▶ **REQUIRED WORK**
Reproduce the records below verbatim, line for line.

▶ **EXCERPTED RECORDS**
-=-=-=-=-

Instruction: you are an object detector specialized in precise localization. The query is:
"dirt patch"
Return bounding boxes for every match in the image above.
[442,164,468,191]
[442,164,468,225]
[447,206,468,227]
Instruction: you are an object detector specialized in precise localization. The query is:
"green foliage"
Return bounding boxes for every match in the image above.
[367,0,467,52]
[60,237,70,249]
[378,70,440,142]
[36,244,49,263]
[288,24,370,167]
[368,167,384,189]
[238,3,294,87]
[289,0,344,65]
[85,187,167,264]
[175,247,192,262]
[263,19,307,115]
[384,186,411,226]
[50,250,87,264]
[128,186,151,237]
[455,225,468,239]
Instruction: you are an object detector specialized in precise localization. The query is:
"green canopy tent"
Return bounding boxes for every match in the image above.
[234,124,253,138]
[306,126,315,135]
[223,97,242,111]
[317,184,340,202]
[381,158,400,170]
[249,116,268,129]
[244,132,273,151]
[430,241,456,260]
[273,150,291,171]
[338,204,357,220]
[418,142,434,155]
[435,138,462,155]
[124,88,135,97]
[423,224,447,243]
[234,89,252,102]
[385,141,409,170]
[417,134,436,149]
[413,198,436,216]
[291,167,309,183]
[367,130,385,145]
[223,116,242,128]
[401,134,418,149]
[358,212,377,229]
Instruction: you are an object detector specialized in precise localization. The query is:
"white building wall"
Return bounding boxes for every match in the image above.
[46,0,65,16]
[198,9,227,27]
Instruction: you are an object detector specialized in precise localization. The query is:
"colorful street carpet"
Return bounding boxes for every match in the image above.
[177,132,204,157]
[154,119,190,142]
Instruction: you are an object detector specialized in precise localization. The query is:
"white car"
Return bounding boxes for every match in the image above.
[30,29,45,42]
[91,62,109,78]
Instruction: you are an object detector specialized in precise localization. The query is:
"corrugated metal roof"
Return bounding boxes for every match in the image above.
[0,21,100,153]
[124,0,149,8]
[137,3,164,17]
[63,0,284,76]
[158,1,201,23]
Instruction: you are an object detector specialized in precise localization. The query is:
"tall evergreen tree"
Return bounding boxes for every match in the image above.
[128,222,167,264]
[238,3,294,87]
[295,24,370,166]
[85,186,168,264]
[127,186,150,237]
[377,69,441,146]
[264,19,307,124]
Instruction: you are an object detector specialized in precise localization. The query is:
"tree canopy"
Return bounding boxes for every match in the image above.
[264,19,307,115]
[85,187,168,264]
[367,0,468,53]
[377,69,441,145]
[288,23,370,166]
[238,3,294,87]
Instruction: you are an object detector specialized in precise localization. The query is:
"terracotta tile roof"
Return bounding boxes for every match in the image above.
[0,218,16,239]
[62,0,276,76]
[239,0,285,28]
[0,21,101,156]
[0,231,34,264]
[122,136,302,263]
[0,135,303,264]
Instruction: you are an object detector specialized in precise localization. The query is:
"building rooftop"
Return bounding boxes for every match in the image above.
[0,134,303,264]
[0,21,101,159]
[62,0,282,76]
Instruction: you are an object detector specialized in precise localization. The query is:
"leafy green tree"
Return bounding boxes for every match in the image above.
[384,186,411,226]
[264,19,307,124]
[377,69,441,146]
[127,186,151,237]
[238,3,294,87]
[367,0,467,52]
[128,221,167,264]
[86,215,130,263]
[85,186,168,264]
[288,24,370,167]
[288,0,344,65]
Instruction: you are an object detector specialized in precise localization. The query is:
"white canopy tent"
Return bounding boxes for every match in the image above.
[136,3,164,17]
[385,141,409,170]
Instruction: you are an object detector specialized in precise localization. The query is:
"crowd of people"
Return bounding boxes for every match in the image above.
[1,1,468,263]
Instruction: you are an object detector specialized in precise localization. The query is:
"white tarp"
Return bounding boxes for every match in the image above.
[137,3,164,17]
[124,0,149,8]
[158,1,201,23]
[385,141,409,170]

-=-=-=-=-

▶ **THE OUTPUT**
Instruction: you are an object detector specialized in precise localization. The query is:
"dirt patch"
Return bounding boxes for every match in the image above.
[442,164,468,191]
[442,164,468,225]
[447,206,468,227]
Instruction: you are an object detector specialized in precise localization. The query is:
"green foliage"
Return bounding boxes for every match in the image above.
[367,0,467,52]
[60,237,70,249]
[378,70,440,142]
[36,244,49,263]
[288,24,370,167]
[368,167,384,189]
[238,3,294,87]
[289,0,344,65]
[85,187,167,264]
[175,247,192,262]
[263,19,307,115]
[384,186,411,226]
[50,250,87,264]
[128,186,151,237]
[455,225,468,239]
Instruction: you are an object detector specialized in precise localization. The query is:
"green canopy tent"
Return bounding boxes for every match in the image above.
[234,124,253,138]
[306,126,315,135]
[223,97,242,111]
[317,184,340,202]
[381,158,400,170]
[249,116,268,129]
[244,132,273,151]
[430,241,456,260]
[273,150,291,171]
[338,204,357,220]
[418,142,434,155]
[435,138,462,155]
[124,88,135,97]
[423,224,447,243]
[234,89,252,102]
[385,141,409,170]
[417,134,436,149]
[413,198,436,216]
[291,167,309,183]
[367,130,385,145]
[223,116,242,128]
[401,134,418,149]
[358,212,377,229]
Instruction: you are an object detector specialized in precise localization. The query is:
"white building wall"
Return bounding boxes for every match in the image above.
[46,0,65,16]
[198,9,227,27]
Instruction: you are an object detector specialized in precise localization. The query is:
"colorful street carpet"
Return bounding boxes for every match in the image above.
[177,132,204,157]
[154,119,190,142]
Instruction: you are an object detector specialized in precise localization. The query is:
"white car"
Return bounding boxes for every match in the image above.
[30,29,45,42]
[91,62,109,78]
Instruction: you are an object detector specialized in precise localization. The query is:
"corrugated metal roof"
Return bounding boxes for every match in the image above.
[0,21,100,153]
[124,0,149,8]
[137,3,164,17]
[63,0,284,76]
[158,1,201,23]
Instruction: you are an object detector specialized in precise localization. The query is:
"tall evergreen tree"
Return bounding boxes for every match in the image above.
[128,222,167,264]
[238,3,294,87]
[295,24,370,166]
[85,186,168,264]
[127,186,150,237]
[377,69,441,146]
[264,19,307,124]
Instruction: you are an object detector specialized in precise localization. The query is:
"tree canopy"
Return bounding boxes for every match in the image above.
[264,19,307,115]
[85,187,168,264]
[367,0,468,53]
[377,69,441,145]
[288,23,370,166]
[238,3,294,87]
Instruction: you are an object detector specialized in precise localization. The query is:
"terracotta tile roof"
Return bounding boxes for every match in the image above.
[0,218,16,239]
[62,0,276,76]
[239,0,285,28]
[0,21,101,156]
[0,231,34,264]
[122,136,302,263]
[0,135,303,264]
Instruction: you are an object detector specialized in precise localization. The query is:
"building rooftop"
Return bounding boxes for every match in the image above.
[0,134,303,264]
[0,21,101,159]
[62,0,282,76]
Instruction: you are an object detector specialized in precise localization. The query is:
"leafy green tree"
Return bounding boxes for every match in the image above.
[384,186,411,226]
[264,19,307,124]
[377,69,441,146]
[127,186,151,237]
[238,3,294,87]
[367,0,467,52]
[128,221,167,264]
[86,215,130,263]
[85,186,168,264]
[288,24,370,167]
[288,0,344,65]
Instruction: you are an object detector specialized in precise localization. The query is:
"white canopy tent"
Return bounding boxes for every match in the image above.
[136,3,164,17]
[385,141,409,170]
Instruction: you are an object detector specialized in precise localization. The query is:
"crowd of people"
Return bounding boxes for every match in the image above.
[1,1,468,263]
Instruction: you are an object detector specialized in precise localization. The query is:
"white tarp"
Return bounding boxes for every match in the image above.
[137,3,164,17]
[124,0,149,8]
[158,1,201,23]
[385,141,409,170]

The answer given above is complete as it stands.